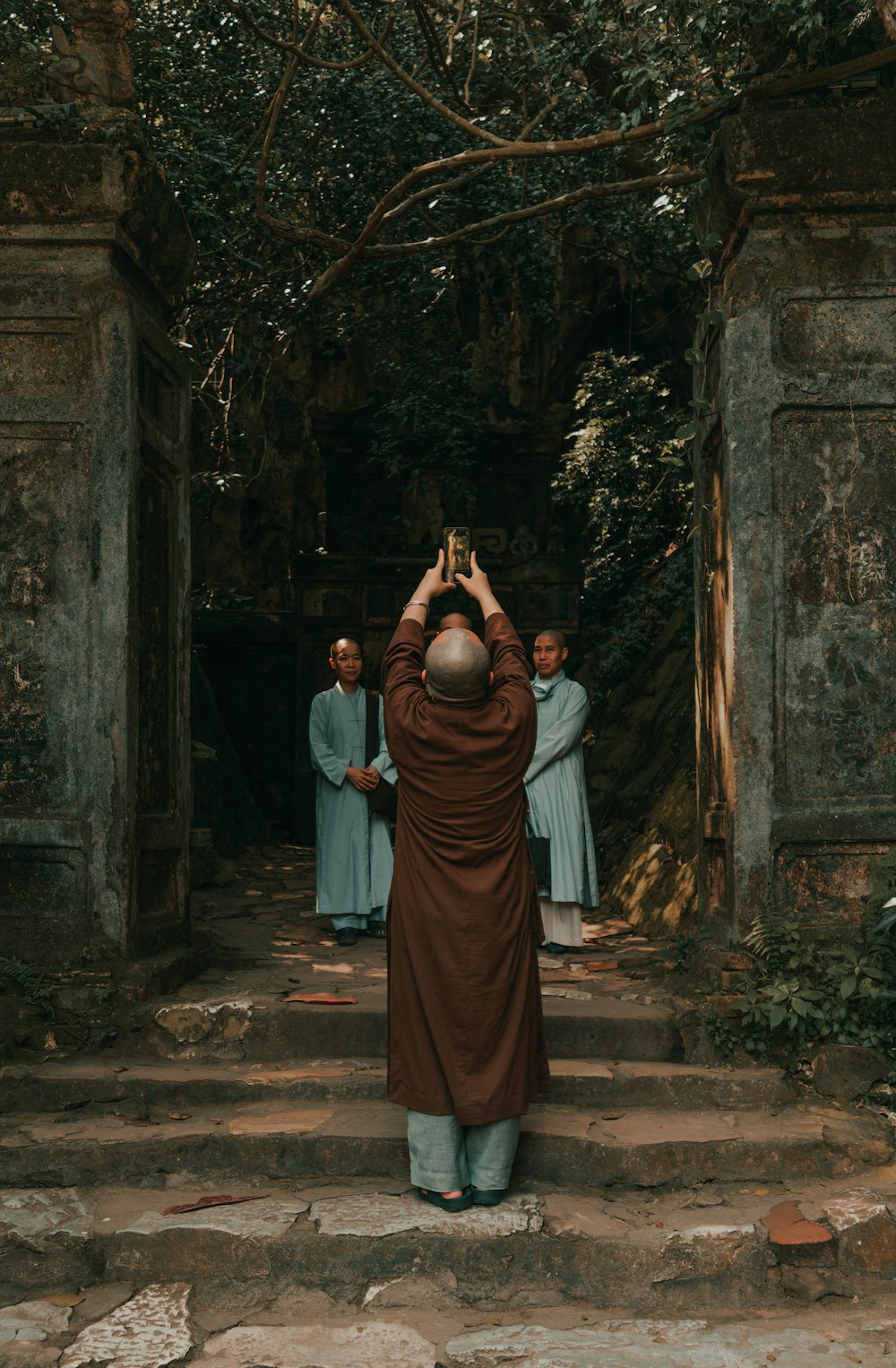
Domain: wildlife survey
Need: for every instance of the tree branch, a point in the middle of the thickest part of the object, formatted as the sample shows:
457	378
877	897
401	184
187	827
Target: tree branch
598	141
600	190
428	99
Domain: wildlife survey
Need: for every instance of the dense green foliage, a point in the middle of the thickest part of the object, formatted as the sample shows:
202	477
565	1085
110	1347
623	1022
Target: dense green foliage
806	991
625	475
566	69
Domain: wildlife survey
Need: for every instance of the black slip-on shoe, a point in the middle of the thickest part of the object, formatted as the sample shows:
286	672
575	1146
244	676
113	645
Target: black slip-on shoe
446	1203
486	1196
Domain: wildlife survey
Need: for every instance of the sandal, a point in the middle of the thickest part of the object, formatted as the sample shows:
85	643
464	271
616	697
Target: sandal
446	1203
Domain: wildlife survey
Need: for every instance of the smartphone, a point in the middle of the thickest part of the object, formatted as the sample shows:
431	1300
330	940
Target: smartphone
456	541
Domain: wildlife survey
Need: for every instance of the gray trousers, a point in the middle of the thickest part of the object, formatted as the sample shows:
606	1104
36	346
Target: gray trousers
356	921
446	1156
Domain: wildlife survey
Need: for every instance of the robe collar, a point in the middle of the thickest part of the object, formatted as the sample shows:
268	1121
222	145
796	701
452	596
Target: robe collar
543	688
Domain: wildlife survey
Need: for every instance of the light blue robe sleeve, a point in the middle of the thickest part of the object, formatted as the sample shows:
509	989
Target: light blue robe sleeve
382	761
323	757
563	736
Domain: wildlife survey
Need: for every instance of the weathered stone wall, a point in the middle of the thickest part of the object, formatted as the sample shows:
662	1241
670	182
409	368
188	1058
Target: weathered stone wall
797	569
95	551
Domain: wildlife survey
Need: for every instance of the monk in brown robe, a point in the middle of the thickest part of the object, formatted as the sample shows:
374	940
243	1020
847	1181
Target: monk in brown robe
465	1029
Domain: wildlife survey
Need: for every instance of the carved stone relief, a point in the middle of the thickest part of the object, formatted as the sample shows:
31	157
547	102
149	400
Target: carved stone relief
836	566
93	65
43	554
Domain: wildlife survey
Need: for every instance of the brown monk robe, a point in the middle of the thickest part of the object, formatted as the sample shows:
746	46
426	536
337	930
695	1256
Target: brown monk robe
465	1027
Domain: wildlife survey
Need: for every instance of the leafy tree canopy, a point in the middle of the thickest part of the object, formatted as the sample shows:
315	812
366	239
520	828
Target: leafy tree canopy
368	169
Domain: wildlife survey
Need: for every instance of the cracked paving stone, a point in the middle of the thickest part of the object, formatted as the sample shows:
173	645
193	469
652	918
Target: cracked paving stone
31	1320
285	1122
644	1344
369	1345
381	1215
37	1214
251	1219
151	1330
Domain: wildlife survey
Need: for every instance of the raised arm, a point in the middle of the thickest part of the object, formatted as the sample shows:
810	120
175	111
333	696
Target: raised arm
564	735
478	587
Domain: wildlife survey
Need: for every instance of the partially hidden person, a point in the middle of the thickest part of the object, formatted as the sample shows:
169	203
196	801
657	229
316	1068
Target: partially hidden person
465	1030
355	853
558	796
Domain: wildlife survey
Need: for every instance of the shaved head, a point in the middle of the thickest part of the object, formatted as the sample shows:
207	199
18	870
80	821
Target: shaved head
342	640
556	636
457	665
454	620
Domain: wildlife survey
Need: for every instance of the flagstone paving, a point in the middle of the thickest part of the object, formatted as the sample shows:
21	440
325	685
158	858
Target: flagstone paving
647	1185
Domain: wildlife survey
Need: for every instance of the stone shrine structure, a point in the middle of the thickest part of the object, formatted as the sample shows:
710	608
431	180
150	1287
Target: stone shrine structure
95	550
797	490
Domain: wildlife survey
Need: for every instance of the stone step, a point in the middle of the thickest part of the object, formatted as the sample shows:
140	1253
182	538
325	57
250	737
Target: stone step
271	1030
410	1324
644	1147
376	1245
81	1084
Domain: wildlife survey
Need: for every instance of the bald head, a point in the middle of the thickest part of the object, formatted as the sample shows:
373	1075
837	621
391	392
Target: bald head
457	665
454	620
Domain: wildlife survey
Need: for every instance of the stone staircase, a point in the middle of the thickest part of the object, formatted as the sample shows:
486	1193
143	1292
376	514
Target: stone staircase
644	1186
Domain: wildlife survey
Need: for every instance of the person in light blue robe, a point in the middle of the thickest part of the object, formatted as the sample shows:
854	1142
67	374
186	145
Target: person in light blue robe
355	853
558	798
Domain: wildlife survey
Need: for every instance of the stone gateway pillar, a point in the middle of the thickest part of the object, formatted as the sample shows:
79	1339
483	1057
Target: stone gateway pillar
93	549
797	501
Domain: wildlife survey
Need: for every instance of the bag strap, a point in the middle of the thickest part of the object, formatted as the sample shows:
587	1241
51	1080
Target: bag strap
371	731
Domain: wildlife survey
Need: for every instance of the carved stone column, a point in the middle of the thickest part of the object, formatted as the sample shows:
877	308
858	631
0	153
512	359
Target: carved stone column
93	553
797	491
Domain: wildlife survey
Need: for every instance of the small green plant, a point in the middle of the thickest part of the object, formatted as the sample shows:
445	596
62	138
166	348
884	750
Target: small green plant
805	992
719	1033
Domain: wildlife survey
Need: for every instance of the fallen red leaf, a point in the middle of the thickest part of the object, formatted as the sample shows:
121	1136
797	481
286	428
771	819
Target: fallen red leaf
317	998
220	1200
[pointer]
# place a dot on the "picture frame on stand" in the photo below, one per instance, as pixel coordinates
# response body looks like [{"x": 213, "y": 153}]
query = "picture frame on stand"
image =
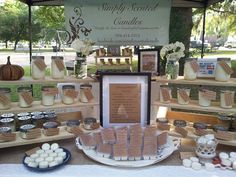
[
  {"x": 149, "y": 61},
  {"x": 125, "y": 99}
]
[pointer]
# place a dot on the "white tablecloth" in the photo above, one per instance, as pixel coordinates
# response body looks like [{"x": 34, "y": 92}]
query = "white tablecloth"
[{"x": 16, "y": 170}]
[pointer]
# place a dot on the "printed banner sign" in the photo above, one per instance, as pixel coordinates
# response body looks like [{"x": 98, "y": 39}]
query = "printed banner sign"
[{"x": 130, "y": 22}]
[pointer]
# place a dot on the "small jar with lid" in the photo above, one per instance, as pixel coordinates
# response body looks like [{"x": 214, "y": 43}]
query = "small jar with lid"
[
  {"x": 5, "y": 98},
  {"x": 220, "y": 73},
  {"x": 48, "y": 99},
  {"x": 203, "y": 101},
  {"x": 38, "y": 120},
  {"x": 24, "y": 129},
  {"x": 226, "y": 98},
  {"x": 83, "y": 88},
  {"x": 38, "y": 67},
  {"x": 189, "y": 73},
  {"x": 57, "y": 67},
  {"x": 182, "y": 98},
  {"x": 165, "y": 94},
  {"x": 8, "y": 122},
  {"x": 22, "y": 102},
  {"x": 66, "y": 97}
]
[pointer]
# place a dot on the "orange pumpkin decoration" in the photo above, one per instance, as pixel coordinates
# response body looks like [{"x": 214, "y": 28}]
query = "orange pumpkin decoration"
[{"x": 11, "y": 72}]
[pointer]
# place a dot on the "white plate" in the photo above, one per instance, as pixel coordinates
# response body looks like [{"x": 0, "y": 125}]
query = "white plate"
[{"x": 166, "y": 151}]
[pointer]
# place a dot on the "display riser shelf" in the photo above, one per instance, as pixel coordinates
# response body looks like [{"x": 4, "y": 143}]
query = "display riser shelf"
[
  {"x": 47, "y": 80},
  {"x": 194, "y": 106},
  {"x": 37, "y": 106},
  {"x": 209, "y": 82}
]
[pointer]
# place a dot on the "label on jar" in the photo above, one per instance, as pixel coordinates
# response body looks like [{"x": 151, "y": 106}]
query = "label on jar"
[
  {"x": 209, "y": 95},
  {"x": 228, "y": 99},
  {"x": 4, "y": 99},
  {"x": 226, "y": 67},
  {"x": 60, "y": 65},
  {"x": 27, "y": 96},
  {"x": 88, "y": 94},
  {"x": 71, "y": 93},
  {"x": 194, "y": 65},
  {"x": 51, "y": 91},
  {"x": 184, "y": 95},
  {"x": 40, "y": 64},
  {"x": 165, "y": 94}
]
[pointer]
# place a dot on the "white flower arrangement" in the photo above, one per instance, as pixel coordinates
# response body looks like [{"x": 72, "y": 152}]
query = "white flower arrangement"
[
  {"x": 173, "y": 51},
  {"x": 82, "y": 47}
]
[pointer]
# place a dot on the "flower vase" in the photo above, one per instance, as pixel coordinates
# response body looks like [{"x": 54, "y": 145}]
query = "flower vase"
[
  {"x": 172, "y": 69},
  {"x": 80, "y": 67}
]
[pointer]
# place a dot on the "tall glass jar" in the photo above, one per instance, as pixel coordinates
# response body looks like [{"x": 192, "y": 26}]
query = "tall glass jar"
[
  {"x": 5, "y": 98},
  {"x": 172, "y": 69},
  {"x": 80, "y": 67},
  {"x": 57, "y": 67},
  {"x": 220, "y": 73},
  {"x": 189, "y": 73},
  {"x": 37, "y": 72}
]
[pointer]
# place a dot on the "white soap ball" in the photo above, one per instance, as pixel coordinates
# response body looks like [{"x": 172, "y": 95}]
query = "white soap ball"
[
  {"x": 49, "y": 159},
  {"x": 46, "y": 146},
  {"x": 34, "y": 156},
  {"x": 40, "y": 151},
  {"x": 54, "y": 146},
  {"x": 39, "y": 159},
  {"x": 32, "y": 164},
  {"x": 43, "y": 164},
  {"x": 187, "y": 163},
  {"x": 62, "y": 154},
  {"x": 196, "y": 166},
  {"x": 28, "y": 159},
  {"x": 232, "y": 154},
  {"x": 44, "y": 155},
  {"x": 223, "y": 155},
  {"x": 59, "y": 160},
  {"x": 58, "y": 150},
  {"x": 194, "y": 159},
  {"x": 209, "y": 166},
  {"x": 53, "y": 163},
  {"x": 53, "y": 154}
]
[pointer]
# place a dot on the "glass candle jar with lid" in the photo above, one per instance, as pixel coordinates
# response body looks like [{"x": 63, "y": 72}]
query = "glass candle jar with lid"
[
  {"x": 25, "y": 97},
  {"x": 223, "y": 69},
  {"x": 226, "y": 98},
  {"x": 5, "y": 98},
  {"x": 69, "y": 94},
  {"x": 183, "y": 95},
  {"x": 48, "y": 95},
  {"x": 38, "y": 67},
  {"x": 57, "y": 67},
  {"x": 85, "y": 93},
  {"x": 190, "y": 69}
]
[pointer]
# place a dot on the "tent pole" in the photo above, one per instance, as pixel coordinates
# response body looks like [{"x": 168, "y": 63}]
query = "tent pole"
[{"x": 204, "y": 27}]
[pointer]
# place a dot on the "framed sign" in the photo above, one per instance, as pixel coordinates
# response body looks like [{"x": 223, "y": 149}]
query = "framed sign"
[
  {"x": 149, "y": 61},
  {"x": 125, "y": 99}
]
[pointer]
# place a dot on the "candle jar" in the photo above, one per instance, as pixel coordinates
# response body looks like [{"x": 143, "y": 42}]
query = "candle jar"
[
  {"x": 226, "y": 99},
  {"x": 37, "y": 67},
  {"x": 57, "y": 67},
  {"x": 189, "y": 73},
  {"x": 5, "y": 98},
  {"x": 48, "y": 99},
  {"x": 83, "y": 89},
  {"x": 22, "y": 102},
  {"x": 202, "y": 100},
  {"x": 66, "y": 99},
  {"x": 180, "y": 99},
  {"x": 220, "y": 74},
  {"x": 8, "y": 122},
  {"x": 165, "y": 97}
]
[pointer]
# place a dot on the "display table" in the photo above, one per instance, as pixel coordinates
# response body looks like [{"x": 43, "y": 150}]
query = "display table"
[{"x": 80, "y": 165}]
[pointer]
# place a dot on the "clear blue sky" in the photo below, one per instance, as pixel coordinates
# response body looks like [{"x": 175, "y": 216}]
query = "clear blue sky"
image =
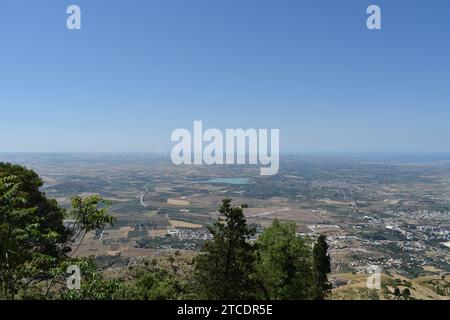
[{"x": 139, "y": 69}]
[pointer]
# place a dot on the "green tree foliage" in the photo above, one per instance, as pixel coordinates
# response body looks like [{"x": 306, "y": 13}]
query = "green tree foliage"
[
  {"x": 284, "y": 263},
  {"x": 406, "y": 294},
  {"x": 90, "y": 214},
  {"x": 33, "y": 238},
  {"x": 321, "y": 268},
  {"x": 225, "y": 268}
]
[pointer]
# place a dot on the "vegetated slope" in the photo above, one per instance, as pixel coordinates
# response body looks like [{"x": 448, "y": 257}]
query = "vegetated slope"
[{"x": 421, "y": 288}]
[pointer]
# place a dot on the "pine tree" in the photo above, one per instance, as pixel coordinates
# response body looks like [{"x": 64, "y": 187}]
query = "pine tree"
[
  {"x": 225, "y": 269},
  {"x": 321, "y": 267}
]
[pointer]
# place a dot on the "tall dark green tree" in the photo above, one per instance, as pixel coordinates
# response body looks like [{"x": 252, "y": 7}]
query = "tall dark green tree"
[
  {"x": 225, "y": 269},
  {"x": 321, "y": 269},
  {"x": 33, "y": 239},
  {"x": 284, "y": 263}
]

===

:: Your task ::
Count the lines of the records that contain the string "shrine". Give only the number.

:: Written answer ::
2